▶ [Rows from a dataset]
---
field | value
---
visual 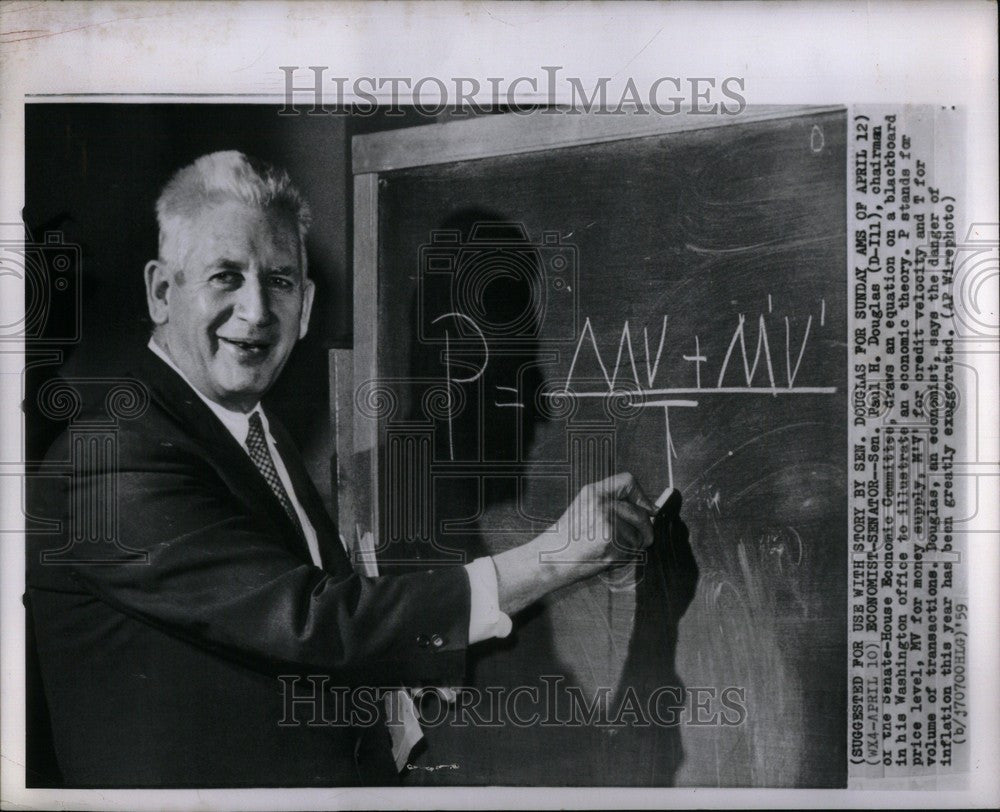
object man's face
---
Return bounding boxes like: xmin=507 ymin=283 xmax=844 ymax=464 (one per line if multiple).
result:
xmin=146 ymin=201 xmax=314 ymax=412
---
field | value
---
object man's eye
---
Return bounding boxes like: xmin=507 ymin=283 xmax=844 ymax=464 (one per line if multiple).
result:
xmin=267 ymin=276 xmax=295 ymax=290
xmin=212 ymin=271 xmax=243 ymax=287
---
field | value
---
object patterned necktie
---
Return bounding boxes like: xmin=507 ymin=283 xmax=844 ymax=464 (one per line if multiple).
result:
xmin=247 ymin=412 xmax=305 ymax=538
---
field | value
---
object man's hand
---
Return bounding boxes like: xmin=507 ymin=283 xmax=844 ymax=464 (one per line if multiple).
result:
xmin=493 ymin=474 xmax=656 ymax=614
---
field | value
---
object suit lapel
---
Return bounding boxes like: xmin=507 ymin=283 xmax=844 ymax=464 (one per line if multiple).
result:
xmin=132 ymin=349 xmax=316 ymax=561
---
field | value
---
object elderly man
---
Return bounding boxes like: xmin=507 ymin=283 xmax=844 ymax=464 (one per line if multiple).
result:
xmin=27 ymin=152 xmax=652 ymax=787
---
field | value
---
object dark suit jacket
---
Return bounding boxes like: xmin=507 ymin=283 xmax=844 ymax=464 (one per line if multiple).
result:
xmin=26 ymin=353 xmax=469 ymax=787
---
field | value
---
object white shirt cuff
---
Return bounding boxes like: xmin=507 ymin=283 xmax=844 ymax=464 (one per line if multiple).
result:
xmin=465 ymin=557 xmax=513 ymax=645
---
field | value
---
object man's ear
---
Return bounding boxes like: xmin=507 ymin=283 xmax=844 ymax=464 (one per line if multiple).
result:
xmin=299 ymin=278 xmax=316 ymax=339
xmin=143 ymin=259 xmax=170 ymax=324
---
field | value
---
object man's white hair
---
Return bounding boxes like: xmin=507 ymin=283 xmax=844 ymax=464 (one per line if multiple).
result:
xmin=156 ymin=150 xmax=312 ymax=271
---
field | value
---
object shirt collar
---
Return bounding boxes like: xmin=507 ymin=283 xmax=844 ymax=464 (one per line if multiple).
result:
xmin=146 ymin=338 xmax=270 ymax=448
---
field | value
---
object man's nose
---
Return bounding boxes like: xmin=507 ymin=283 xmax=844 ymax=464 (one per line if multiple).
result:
xmin=230 ymin=274 xmax=271 ymax=325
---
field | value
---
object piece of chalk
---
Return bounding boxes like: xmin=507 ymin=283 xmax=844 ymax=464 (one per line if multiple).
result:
xmin=654 ymin=485 xmax=674 ymax=510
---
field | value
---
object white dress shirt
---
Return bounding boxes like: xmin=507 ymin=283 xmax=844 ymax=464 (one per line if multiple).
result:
xmin=148 ymin=338 xmax=511 ymax=643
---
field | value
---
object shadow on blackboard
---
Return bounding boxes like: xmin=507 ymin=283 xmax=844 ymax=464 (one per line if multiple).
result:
xmin=395 ymin=208 xmax=698 ymax=786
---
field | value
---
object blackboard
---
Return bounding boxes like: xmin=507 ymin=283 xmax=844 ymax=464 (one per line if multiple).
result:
xmin=342 ymin=110 xmax=847 ymax=786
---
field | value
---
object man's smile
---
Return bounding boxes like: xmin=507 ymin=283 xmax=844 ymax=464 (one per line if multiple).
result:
xmin=218 ymin=336 xmax=273 ymax=359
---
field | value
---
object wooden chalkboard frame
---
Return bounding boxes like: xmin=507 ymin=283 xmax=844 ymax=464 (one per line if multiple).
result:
xmin=338 ymin=105 xmax=846 ymax=544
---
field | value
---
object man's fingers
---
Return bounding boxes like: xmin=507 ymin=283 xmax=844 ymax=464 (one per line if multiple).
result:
xmin=596 ymin=472 xmax=656 ymax=516
xmin=612 ymin=499 xmax=653 ymax=549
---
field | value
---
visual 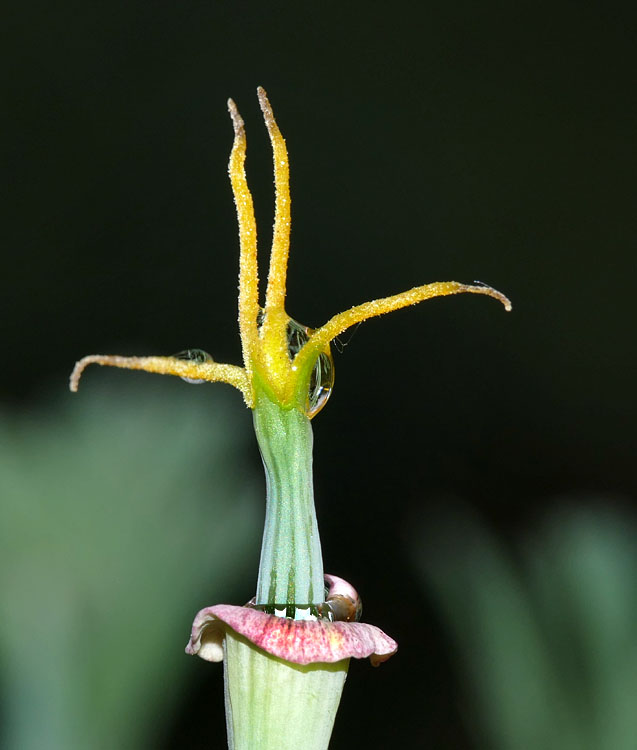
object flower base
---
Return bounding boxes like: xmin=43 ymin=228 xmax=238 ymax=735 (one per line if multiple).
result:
xmin=224 ymin=629 xmax=349 ymax=750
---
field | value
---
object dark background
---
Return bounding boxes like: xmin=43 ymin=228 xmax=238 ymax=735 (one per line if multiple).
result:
xmin=0 ymin=0 xmax=637 ymax=748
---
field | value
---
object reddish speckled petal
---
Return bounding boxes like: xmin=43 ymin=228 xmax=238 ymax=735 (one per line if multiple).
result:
xmin=186 ymin=604 xmax=398 ymax=666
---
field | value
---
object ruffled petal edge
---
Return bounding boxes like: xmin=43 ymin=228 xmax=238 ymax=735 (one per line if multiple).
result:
xmin=186 ymin=604 xmax=398 ymax=666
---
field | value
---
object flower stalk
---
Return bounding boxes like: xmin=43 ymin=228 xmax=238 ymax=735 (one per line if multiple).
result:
xmin=254 ymin=382 xmax=325 ymax=618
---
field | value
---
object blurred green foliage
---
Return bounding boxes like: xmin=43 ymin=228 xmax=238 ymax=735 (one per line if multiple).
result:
xmin=0 ymin=384 xmax=261 ymax=750
xmin=418 ymin=506 xmax=637 ymax=750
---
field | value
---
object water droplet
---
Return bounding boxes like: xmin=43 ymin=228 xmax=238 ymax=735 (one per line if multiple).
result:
xmin=257 ymin=310 xmax=334 ymax=419
xmin=288 ymin=318 xmax=334 ymax=419
xmin=173 ymin=349 xmax=214 ymax=385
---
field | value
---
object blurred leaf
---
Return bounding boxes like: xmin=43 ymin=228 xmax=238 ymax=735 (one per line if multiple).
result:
xmin=417 ymin=506 xmax=637 ymax=750
xmin=0 ymin=384 xmax=260 ymax=750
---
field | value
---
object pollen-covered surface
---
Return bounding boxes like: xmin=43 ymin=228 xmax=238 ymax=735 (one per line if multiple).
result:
xmin=181 ymin=604 xmax=398 ymax=666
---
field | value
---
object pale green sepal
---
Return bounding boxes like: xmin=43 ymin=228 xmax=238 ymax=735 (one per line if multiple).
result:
xmin=223 ymin=630 xmax=349 ymax=750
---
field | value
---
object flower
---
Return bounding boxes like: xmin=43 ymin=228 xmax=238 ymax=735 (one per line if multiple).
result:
xmin=70 ymin=88 xmax=511 ymax=750
xmin=70 ymin=87 xmax=511 ymax=417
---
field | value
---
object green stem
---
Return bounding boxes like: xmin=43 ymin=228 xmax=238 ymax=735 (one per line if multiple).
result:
xmin=253 ymin=389 xmax=325 ymax=616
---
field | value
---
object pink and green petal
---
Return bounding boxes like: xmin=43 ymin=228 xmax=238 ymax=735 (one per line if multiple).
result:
xmin=186 ymin=604 xmax=398 ymax=666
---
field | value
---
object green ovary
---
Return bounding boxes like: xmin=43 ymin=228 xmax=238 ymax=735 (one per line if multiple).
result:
xmin=253 ymin=389 xmax=325 ymax=617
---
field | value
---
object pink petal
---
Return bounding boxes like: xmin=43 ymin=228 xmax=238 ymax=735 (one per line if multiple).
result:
xmin=186 ymin=604 xmax=398 ymax=666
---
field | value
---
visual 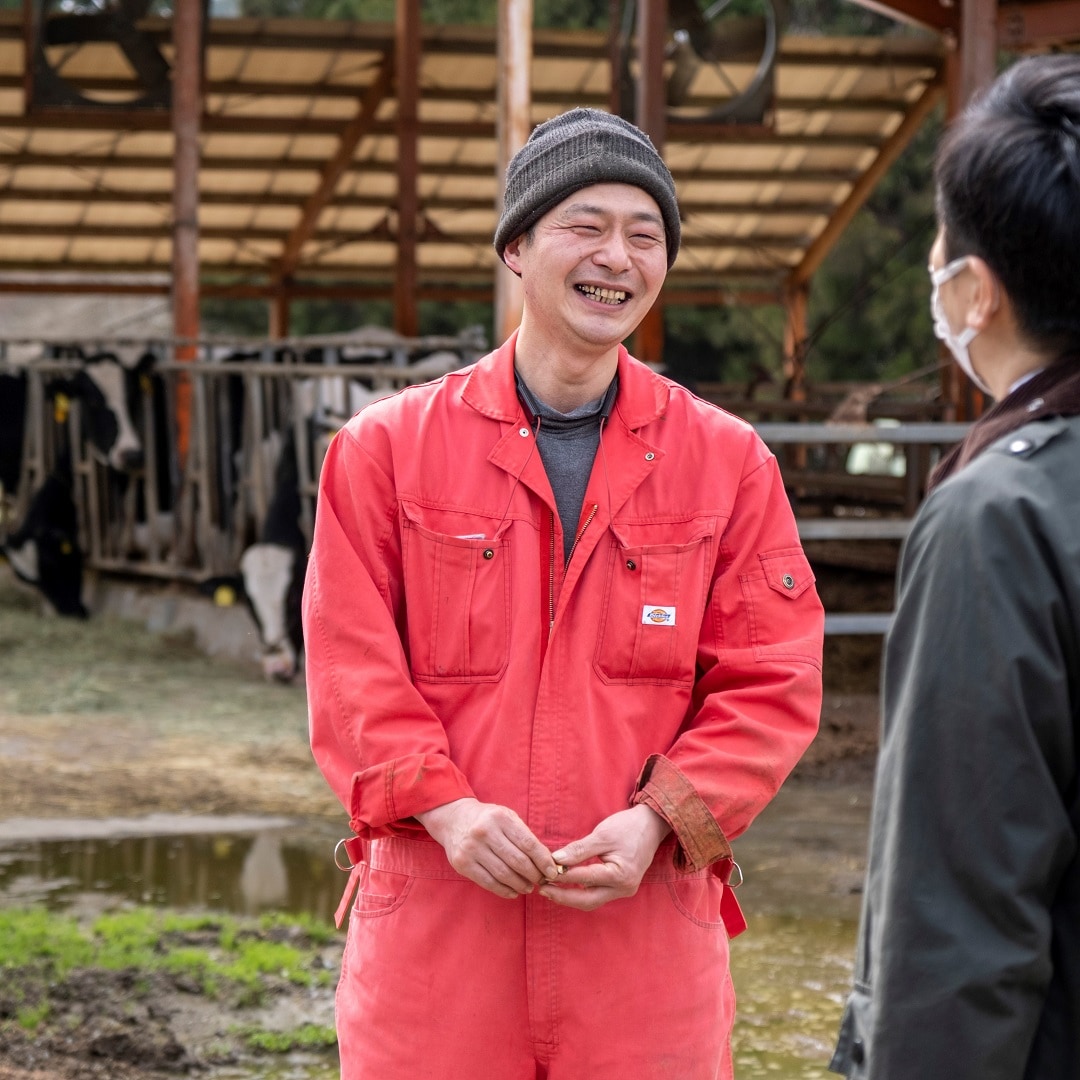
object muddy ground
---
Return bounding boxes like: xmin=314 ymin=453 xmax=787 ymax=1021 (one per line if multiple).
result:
xmin=0 ymin=566 xmax=891 ymax=1080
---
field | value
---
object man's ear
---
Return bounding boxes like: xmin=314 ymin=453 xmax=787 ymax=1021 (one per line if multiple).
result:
xmin=502 ymin=237 xmax=524 ymax=278
xmin=964 ymin=255 xmax=1003 ymax=330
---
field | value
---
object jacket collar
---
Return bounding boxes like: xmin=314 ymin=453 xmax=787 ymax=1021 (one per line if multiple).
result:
xmin=463 ymin=330 xmax=671 ymax=431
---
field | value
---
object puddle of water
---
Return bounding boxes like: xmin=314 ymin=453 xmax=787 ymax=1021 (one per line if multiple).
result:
xmin=731 ymin=916 xmax=856 ymax=1080
xmin=0 ymin=786 xmax=869 ymax=1080
xmin=0 ymin=815 xmax=345 ymax=922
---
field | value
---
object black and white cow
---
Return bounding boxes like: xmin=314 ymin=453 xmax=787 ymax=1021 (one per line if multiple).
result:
xmin=240 ymin=429 xmax=308 ymax=683
xmin=0 ymin=372 xmax=26 ymax=498
xmin=203 ymin=429 xmax=308 ymax=683
xmin=2 ymin=463 xmax=90 ymax=619
xmin=0 ymin=353 xmax=152 ymax=618
xmin=49 ymin=352 xmax=156 ymax=473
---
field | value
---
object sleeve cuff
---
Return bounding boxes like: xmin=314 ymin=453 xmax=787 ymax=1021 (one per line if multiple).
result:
xmin=631 ymin=754 xmax=731 ymax=872
xmin=349 ymin=754 xmax=475 ymax=838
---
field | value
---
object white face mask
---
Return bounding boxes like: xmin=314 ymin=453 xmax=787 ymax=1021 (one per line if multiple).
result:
xmin=930 ymin=256 xmax=994 ymax=397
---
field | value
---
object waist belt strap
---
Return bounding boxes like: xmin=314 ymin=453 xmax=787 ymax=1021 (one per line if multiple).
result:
xmin=334 ymin=836 xmax=367 ymax=930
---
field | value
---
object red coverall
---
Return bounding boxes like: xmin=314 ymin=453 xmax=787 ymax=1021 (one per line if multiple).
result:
xmin=305 ymin=339 xmax=823 ymax=1080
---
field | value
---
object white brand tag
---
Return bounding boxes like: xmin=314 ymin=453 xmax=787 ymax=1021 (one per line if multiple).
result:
xmin=642 ymin=604 xmax=675 ymax=626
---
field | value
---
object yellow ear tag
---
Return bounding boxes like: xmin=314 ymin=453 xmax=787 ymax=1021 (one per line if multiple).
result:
xmin=214 ymin=585 xmax=237 ymax=607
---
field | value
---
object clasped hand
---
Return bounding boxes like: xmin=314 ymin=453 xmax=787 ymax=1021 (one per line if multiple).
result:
xmin=417 ymin=798 xmax=671 ymax=912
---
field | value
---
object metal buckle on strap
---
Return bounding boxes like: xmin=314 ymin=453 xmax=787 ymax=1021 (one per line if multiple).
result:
xmin=334 ymin=836 xmax=355 ymax=874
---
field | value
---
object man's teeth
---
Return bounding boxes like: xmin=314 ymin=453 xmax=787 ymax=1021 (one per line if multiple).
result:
xmin=578 ymin=285 xmax=626 ymax=303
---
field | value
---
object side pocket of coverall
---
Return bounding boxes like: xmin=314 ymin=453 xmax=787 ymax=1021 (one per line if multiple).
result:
xmin=667 ymin=869 xmax=727 ymax=933
xmin=402 ymin=513 xmax=510 ymax=683
xmin=593 ymin=523 xmax=713 ymax=686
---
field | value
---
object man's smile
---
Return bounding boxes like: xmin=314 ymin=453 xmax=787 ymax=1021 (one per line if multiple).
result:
xmin=575 ymin=285 xmax=630 ymax=306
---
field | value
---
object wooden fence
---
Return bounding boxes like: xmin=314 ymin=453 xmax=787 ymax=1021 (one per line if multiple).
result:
xmin=0 ymin=336 xmax=968 ymax=634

▶ [DIRECTION] Convert the lines from the start of the records through the line containing "xmin=132 ymin=349 xmax=316 ymax=561" into a numbered list, dropping blank lines and including both ends. Leave the pictures out of the answer.

▶ [SOLUTION FOR THIS EXERCISE]
1. ---
2. field | value
3. ---
4. visual 
5. object man's face
6. ---
7. Return bounding boxes like: xmin=507 ymin=283 xmax=844 ymax=464 (one per line if multiple).
8. result:
9. xmin=146 ymin=201 xmax=314 ymax=412
10. ---
11. field | value
12. ---
13. object man's eye
14. ---
15. Return bounding boxes like: xmin=507 ymin=283 xmax=844 ymax=464 (one per line if multiple).
16. result:
17. xmin=267 ymin=276 xmax=295 ymax=290
18. xmin=212 ymin=271 xmax=243 ymax=287
19. ---
20. field | value
21. ---
22. object patterned necktie
23. ---
24. Return bounding boxes like: xmin=507 ymin=283 xmax=844 ymax=464 (one per line if multiple).
25. result:
26. xmin=247 ymin=412 xmax=305 ymax=538
27. ---
28. field | value
29. ---
30. object man's hand
31. ---
32. Return bounding boxes like: xmin=507 ymin=283 xmax=844 ymax=464 (one per line if multiple).
33. result:
34. xmin=493 ymin=474 xmax=656 ymax=614
35. ---
36. field | value
37. ---
38. object suit lapel
39. ---
40. Return bounding boxes like: xmin=507 ymin=283 xmax=844 ymax=464 (one per line if multiple).
41. result:
42. xmin=132 ymin=349 xmax=316 ymax=561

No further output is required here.